*** Extracted information ***

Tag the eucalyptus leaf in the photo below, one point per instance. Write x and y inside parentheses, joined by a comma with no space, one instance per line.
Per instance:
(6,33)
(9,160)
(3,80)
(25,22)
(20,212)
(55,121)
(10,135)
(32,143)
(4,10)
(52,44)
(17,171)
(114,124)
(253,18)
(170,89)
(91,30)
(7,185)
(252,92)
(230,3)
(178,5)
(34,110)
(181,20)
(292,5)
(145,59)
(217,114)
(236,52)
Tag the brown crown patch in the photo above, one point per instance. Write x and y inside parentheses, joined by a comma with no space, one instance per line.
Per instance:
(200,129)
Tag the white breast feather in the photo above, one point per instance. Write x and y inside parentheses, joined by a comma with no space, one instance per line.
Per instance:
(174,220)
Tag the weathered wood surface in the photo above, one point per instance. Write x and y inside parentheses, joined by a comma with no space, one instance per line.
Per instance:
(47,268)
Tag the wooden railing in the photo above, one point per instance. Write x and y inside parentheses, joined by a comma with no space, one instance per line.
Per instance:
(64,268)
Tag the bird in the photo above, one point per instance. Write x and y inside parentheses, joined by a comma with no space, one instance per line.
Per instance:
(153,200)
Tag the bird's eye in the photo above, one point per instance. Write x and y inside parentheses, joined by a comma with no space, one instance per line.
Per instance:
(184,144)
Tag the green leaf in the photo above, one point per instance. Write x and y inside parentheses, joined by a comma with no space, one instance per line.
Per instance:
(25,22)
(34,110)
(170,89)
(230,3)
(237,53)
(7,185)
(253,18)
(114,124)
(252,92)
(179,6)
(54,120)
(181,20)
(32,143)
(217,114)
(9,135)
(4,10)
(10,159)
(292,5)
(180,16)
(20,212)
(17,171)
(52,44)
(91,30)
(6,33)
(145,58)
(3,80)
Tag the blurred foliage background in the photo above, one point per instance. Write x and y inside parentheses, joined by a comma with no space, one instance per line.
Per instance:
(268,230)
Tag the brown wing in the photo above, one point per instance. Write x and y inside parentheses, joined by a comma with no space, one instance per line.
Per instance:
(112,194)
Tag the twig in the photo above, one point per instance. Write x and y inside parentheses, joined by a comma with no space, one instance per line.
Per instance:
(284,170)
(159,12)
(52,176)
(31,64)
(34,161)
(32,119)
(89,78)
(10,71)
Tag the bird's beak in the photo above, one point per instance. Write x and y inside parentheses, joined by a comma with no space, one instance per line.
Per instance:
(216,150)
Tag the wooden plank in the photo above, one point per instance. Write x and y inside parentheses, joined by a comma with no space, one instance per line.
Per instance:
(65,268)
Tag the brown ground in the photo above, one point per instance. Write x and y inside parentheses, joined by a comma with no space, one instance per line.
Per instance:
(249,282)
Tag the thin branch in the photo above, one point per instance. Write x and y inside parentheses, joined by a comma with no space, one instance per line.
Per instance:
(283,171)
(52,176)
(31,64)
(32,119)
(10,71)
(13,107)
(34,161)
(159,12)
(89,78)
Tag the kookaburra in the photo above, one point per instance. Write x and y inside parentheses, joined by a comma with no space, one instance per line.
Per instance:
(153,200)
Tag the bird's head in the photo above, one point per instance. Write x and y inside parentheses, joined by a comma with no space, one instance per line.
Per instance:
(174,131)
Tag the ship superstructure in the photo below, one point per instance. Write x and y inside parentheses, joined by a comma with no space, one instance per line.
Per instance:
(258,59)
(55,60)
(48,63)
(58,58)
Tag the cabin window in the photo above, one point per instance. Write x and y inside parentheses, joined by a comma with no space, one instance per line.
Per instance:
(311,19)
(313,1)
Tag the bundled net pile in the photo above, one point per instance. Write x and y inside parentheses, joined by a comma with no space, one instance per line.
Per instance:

***

Can you lay out every line of the material above as a numbered list, leaving out any blank lines?

## Exercise result
1. Tag the eucalyptus leaf in the photo below, one point per instance. Write x and y inside parentheses, joined by a comma with no space, one instance per line.
2. Per instance:
3. (6,33)
4. (9,160)
5. (3,80)
6. (25,22)
7. (20,212)
8. (55,121)
9. (10,135)
10. (32,143)
11. (4,10)
12. (52,44)
13. (17,171)
14. (114,124)
15. (253,18)
16. (170,89)
17. (91,30)
18. (7,185)
19. (252,92)
20. (230,3)
21. (178,5)
22. (34,110)
23. (181,20)
24. (292,5)
25. (145,59)
26. (217,114)
27. (236,52)
28. Tag the brown crown patch in the photo above, one point per instance. Write x and y inside parentheses, joined by a comma with no space, one instance per line.
29. Per instance:
30. (200,129)
31. Tag the white breast feather in the photo above, one point per instance. Write x and y inside parentheses, joined by a comma with no space, one instance per line.
32. Per instance:
33. (174,220)
34. Tag the weathered wood surface in the photo above, one point per instance. Write x and y inside parentheses, joined by a comma with no space, one instance per line.
35. Per instance:
36. (47,268)
37. Tag the wooden railing in the photo above, one point per instance. Write x and y inside parentheses, joined by a comma with no space, one instance per line.
38. Per instance:
39. (64,268)
40. Tag the bird in the photo above, one point per instance. Write x and y inside parentheses, joined by a comma with no space, one instance per line.
41. Per instance:
42. (153,200)
43. Tag the bird's eye in the photo above, one point per instance. Write x and y inside parentheses, joined by a comma with no space, one instance per line.
44. Per instance:
45. (184,144)
46. Tag the green leaf in the photo above, one point per instance. Write x and y inside parentheses, joined by a comma with no space, one instance per line.
47. Per instance:
48. (25,22)
49. (34,110)
50. (170,89)
51. (230,3)
52. (237,53)
53. (7,185)
54. (253,18)
55. (114,124)
56. (252,92)
57. (179,6)
58. (54,120)
59. (181,20)
60. (32,143)
61. (217,114)
62. (9,135)
63. (4,10)
64. (10,159)
65. (292,5)
66. (180,16)
67. (20,212)
68. (17,171)
69. (52,44)
70. (91,30)
71. (6,33)
72. (145,58)
73. (3,80)
74. Tag the blurred foliage background in the photo above, one point per instance. Write x and y inside parentheses, joined by a comma with no space, one instance per line.
75. Per instance:
76. (268,230)
77. Tag the brown wing in the photo above, one point per instance. Write x and y inside parentheses, joined by a comma with no space, one instance per line.
78. Per instance:
79. (112,194)
80. Tag the twig in the photo above, one point per instance. Write x and y inside parentheses, joined by a comma with no space, one instance per line.
81. Per instance:
82. (284,170)
83. (159,12)
84. (52,176)
85. (31,64)
86. (34,161)
87. (32,119)
88. (89,78)
89. (10,71)
90. Tag the bird's beak in the photo above, one point per instance. Write x and y inside parentheses, joined by a comma with no space, one instance per line.
91. Per instance:
92. (216,150)
93. Tag the wooden plank in the photo above, one point per instance. Write x and y inside parentheses, joined by a comma with no space, one instance per line.
94. Per instance:
95. (65,268)
96. Tag the brown ground in the photo above, one point per instance. Write x and y inside parentheses, joined by a comma with no space, one instance per line.
97. Per instance:
98. (249,282)
99. Tag the thin branch in the photo above, one point per instance. Write x and y inside parentheses, joined by a comma with no space, one instance per line.
100. Per instance:
101. (283,171)
102. (52,176)
103. (31,64)
104. (32,119)
105. (10,71)
106. (13,107)
107. (34,161)
108. (159,12)
109. (89,78)
110. Tag the kookaburra in the photo above, one point per instance. Write x and y inside parentheses, joined by a comma with no space, one instance per line.
111. Per instance:
112. (153,200)
113. Tag the bird's head in the photo above, one point per instance. Write x and y inside parentheses, joined by a comma with no space, one instance per line.
114. Per instance:
115. (174,131)
116. Tag the ship superstructure in the photo below, one point per instance. Write x and y inside parentheses, joined by a comma with no space, one instance per line.
117. Per instance:
118. (258,59)
119. (55,60)
120. (48,63)
121. (58,58)
122. Tag the cabin window in the photo above, one point per instance. Write x and y inside parentheses, joined by a comma with no space, one instance per line.
123. Per instance:
124. (311,19)
125. (313,1)
126. Tag the bundled net pile in the photo above, one point per instance. Write x and y inside parentheses, joined by a comma with no space, one instance per line.
127. Per instance:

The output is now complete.